======== GIVEN RECORDS ========

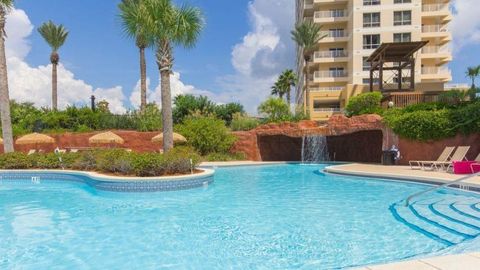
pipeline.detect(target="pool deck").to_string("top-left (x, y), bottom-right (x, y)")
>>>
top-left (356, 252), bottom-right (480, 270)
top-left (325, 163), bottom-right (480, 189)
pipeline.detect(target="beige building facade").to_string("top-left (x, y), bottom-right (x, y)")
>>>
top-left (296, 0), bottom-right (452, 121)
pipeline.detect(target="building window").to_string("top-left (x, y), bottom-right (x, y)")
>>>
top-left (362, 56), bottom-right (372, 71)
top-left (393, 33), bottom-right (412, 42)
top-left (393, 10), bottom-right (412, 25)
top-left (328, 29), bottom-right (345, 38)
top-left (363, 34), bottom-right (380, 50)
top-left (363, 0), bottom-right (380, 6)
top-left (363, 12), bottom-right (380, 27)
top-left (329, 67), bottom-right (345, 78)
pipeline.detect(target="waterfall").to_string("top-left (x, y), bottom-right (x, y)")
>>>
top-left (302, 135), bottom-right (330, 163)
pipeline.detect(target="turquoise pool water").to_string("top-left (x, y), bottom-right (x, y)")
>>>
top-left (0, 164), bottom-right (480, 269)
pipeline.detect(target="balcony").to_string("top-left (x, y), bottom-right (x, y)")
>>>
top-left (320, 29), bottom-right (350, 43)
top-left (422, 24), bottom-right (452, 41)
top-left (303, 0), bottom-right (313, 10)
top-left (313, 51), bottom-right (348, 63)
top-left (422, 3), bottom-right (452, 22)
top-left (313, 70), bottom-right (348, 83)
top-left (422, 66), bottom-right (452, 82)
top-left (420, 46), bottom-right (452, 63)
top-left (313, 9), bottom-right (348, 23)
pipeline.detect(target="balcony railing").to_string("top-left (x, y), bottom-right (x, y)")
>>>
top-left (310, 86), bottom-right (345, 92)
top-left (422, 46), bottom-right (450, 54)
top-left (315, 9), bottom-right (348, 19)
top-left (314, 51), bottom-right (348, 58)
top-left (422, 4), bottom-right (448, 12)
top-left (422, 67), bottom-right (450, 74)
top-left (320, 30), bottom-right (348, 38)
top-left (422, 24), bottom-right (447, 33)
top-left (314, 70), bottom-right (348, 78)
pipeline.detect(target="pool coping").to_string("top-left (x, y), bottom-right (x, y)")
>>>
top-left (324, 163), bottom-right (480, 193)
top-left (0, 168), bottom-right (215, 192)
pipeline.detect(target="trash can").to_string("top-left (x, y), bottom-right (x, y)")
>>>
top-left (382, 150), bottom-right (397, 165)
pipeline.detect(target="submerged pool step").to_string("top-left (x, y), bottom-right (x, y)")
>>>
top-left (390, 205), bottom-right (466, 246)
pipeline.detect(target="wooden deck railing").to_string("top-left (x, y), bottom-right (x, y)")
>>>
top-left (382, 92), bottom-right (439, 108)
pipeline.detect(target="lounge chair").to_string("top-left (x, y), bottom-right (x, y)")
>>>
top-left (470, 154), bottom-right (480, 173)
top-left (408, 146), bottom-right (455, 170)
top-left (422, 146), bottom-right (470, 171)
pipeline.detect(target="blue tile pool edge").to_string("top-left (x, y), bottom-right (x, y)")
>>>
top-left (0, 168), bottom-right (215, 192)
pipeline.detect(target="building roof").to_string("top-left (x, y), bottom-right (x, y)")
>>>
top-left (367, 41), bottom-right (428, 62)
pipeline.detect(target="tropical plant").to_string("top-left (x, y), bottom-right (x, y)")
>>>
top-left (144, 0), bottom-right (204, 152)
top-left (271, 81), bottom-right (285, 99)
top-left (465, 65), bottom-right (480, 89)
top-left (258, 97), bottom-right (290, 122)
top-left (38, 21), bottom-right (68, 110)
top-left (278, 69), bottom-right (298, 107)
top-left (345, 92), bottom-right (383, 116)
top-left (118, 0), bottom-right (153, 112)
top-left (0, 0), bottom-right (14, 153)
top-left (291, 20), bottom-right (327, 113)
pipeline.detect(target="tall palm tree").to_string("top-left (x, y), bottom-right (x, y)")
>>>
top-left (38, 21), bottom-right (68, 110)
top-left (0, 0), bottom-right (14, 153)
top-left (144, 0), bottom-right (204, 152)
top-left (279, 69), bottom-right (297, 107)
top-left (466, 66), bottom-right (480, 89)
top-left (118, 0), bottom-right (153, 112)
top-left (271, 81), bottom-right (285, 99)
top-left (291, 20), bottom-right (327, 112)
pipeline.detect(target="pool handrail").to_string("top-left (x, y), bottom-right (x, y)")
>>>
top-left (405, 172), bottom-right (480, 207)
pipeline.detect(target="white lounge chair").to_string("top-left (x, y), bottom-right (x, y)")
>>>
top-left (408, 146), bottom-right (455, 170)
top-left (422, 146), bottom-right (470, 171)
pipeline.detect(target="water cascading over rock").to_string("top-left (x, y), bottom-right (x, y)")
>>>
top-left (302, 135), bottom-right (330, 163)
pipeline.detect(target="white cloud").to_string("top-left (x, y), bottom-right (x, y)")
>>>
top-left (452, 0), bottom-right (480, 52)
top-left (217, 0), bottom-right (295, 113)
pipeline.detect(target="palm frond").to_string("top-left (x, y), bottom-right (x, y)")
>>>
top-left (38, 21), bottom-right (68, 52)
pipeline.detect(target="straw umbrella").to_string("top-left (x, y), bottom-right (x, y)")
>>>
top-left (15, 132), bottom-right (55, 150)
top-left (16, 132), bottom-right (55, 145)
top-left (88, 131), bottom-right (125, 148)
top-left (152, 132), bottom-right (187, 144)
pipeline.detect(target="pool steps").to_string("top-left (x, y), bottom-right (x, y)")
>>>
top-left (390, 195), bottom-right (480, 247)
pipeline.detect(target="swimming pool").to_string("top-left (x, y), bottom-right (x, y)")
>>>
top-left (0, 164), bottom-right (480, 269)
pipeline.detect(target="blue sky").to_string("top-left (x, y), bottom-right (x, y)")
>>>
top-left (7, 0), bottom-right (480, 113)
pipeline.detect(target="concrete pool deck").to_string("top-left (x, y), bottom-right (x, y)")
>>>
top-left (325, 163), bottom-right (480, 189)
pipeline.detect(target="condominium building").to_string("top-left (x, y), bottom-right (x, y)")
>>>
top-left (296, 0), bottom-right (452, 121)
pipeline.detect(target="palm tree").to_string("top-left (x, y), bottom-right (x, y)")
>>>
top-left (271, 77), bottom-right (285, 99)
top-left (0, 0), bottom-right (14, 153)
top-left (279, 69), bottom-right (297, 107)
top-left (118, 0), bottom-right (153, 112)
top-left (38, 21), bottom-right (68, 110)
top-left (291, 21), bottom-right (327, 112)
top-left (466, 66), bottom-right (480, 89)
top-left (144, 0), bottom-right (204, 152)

========

SHORT PROBLEM
Could you quote every line of the listing above word for word, leaving out the pictures?

TASK RESULT
pipeline.detect(target="pool deck").to_string("top-left (x, y), bottom-right (x, y)")
>>>
top-left (356, 252), bottom-right (480, 270)
top-left (325, 163), bottom-right (480, 189)
pipeline.detect(target="beige building facade").to_string("top-left (x, y), bottom-right (x, y)")
>>>
top-left (296, 0), bottom-right (452, 121)
pipeline.detect(target="building window").to_string("top-left (x, y), bottom-right (x, y)")
>>>
top-left (362, 56), bottom-right (372, 71)
top-left (393, 33), bottom-right (412, 42)
top-left (393, 10), bottom-right (412, 25)
top-left (328, 29), bottom-right (345, 38)
top-left (363, 34), bottom-right (380, 50)
top-left (363, 0), bottom-right (380, 6)
top-left (363, 12), bottom-right (380, 27)
top-left (329, 67), bottom-right (345, 78)
pipeline.detect(target="waterfall").to_string("top-left (x, y), bottom-right (x, y)")
>>>
top-left (302, 135), bottom-right (330, 163)
pipeline.detect(target="turquoise pool water").to_string("top-left (x, y), bottom-right (x, y)")
>>>
top-left (0, 164), bottom-right (480, 269)
pipeline.detect(target="balcony").to_string("top-left (x, y), bottom-right (x, y)")
>>>
top-left (320, 29), bottom-right (350, 43)
top-left (422, 24), bottom-right (452, 41)
top-left (303, 0), bottom-right (313, 10)
top-left (313, 51), bottom-right (348, 63)
top-left (422, 3), bottom-right (452, 22)
top-left (313, 70), bottom-right (348, 83)
top-left (422, 66), bottom-right (452, 82)
top-left (420, 46), bottom-right (452, 63)
top-left (313, 9), bottom-right (348, 23)
pipeline.detect(target="balcony railing").to_string("top-left (x, y), bottom-right (x, y)")
>>>
top-left (310, 86), bottom-right (345, 92)
top-left (422, 46), bottom-right (450, 54)
top-left (315, 9), bottom-right (348, 19)
top-left (314, 51), bottom-right (348, 58)
top-left (422, 4), bottom-right (448, 12)
top-left (422, 67), bottom-right (450, 74)
top-left (320, 30), bottom-right (348, 38)
top-left (422, 24), bottom-right (447, 33)
top-left (314, 70), bottom-right (348, 78)
pipeline.detect(target="pool coping").to_string("top-left (x, y), bottom-right (x, y)")
>>>
top-left (324, 163), bottom-right (480, 193)
top-left (0, 168), bottom-right (215, 192)
pipeline.detect(target="trash can").to_string("top-left (x, y), bottom-right (x, y)")
>>>
top-left (382, 150), bottom-right (397, 165)
pipeline.detect(target="submerged pool step").to_string("top-left (x, y), bottom-right (x, y)")
>>>
top-left (390, 205), bottom-right (466, 246)
pipeline.detect(target="wooden deck railing").to_string("top-left (x, y), bottom-right (x, y)")
>>>
top-left (382, 92), bottom-right (439, 108)
pipeline.detect(target="lounge chair").to_string("top-left (x, y), bottom-right (x, y)")
>>>
top-left (470, 154), bottom-right (480, 173)
top-left (408, 146), bottom-right (455, 170)
top-left (422, 146), bottom-right (470, 171)
pipeline.detect(target="blue tile pool edge").to_string("top-left (x, y), bottom-right (x, y)")
>>>
top-left (0, 168), bottom-right (215, 192)
pipeline.detect(target="building roof").to_string("top-left (x, y), bottom-right (x, y)")
>>>
top-left (367, 41), bottom-right (428, 62)
pipeline.detect(target="tropical plant").to_string("top-left (x, y), bottom-right (x, y)")
>>>
top-left (144, 0), bottom-right (204, 152)
top-left (271, 81), bottom-right (285, 99)
top-left (465, 65), bottom-right (480, 89)
top-left (258, 97), bottom-right (290, 122)
top-left (38, 21), bottom-right (68, 110)
top-left (278, 69), bottom-right (298, 107)
top-left (345, 92), bottom-right (383, 116)
top-left (118, 0), bottom-right (153, 112)
top-left (0, 0), bottom-right (14, 153)
top-left (291, 20), bottom-right (327, 113)
pipeline.detect(target="tall palm tree").to_string("top-left (x, y), bottom-right (x, y)")
>>>
top-left (38, 21), bottom-right (68, 110)
top-left (0, 0), bottom-right (14, 153)
top-left (144, 0), bottom-right (204, 152)
top-left (279, 69), bottom-right (297, 107)
top-left (466, 66), bottom-right (480, 89)
top-left (118, 0), bottom-right (153, 112)
top-left (271, 81), bottom-right (285, 99)
top-left (291, 20), bottom-right (327, 112)
pipeline.detect(target="pool handrail").to_string("top-left (x, y), bottom-right (x, y)")
>>>
top-left (405, 172), bottom-right (480, 207)
pipeline.detect(target="white lounge chair").to_string("top-left (x, y), bottom-right (x, y)")
>>>
top-left (408, 146), bottom-right (455, 170)
top-left (422, 146), bottom-right (470, 171)
pipeline.detect(target="water cascading over rock").to_string("top-left (x, y), bottom-right (x, y)")
>>>
top-left (302, 135), bottom-right (330, 163)
pipeline.detect(target="white cloud").to_string("top-left (x, y), bottom-right (x, y)")
>>>
top-left (452, 0), bottom-right (480, 52)
top-left (217, 0), bottom-right (295, 113)
pipeline.detect(target="palm frond").to_string("top-left (x, y), bottom-right (x, y)")
>>>
top-left (38, 21), bottom-right (68, 52)
pipeline.detect(target="straw umbrella").to_string("top-left (x, y), bottom-right (x, y)")
>>>
top-left (15, 132), bottom-right (55, 150)
top-left (16, 132), bottom-right (55, 145)
top-left (88, 131), bottom-right (125, 148)
top-left (152, 132), bottom-right (187, 144)
pipeline.detect(target="pool steps").to_string("top-left (x, y), bottom-right (x, y)")
>>>
top-left (390, 195), bottom-right (480, 247)
pipeline.detect(target="swimming pool").to_string("top-left (x, y), bottom-right (x, y)")
>>>
top-left (0, 164), bottom-right (480, 269)
pipeline.detect(target="blue sky").to_string("top-left (x, y), bottom-right (x, y)")
>>>
top-left (7, 0), bottom-right (480, 113)
pipeline.detect(target="concrete pool deck").to_string("top-left (x, y), bottom-right (x, y)")
>>>
top-left (325, 163), bottom-right (480, 189)
pipeline.detect(target="condominium building").to_string("top-left (x, y), bottom-right (x, y)")
>>>
top-left (296, 0), bottom-right (452, 121)
pipeline.detect(target="palm tree").to_string("top-left (x, y), bottom-right (x, y)")
>>>
top-left (271, 77), bottom-right (285, 99)
top-left (0, 0), bottom-right (14, 153)
top-left (279, 69), bottom-right (297, 107)
top-left (118, 0), bottom-right (153, 112)
top-left (38, 21), bottom-right (68, 110)
top-left (291, 21), bottom-right (327, 112)
top-left (466, 66), bottom-right (480, 89)
top-left (144, 0), bottom-right (204, 152)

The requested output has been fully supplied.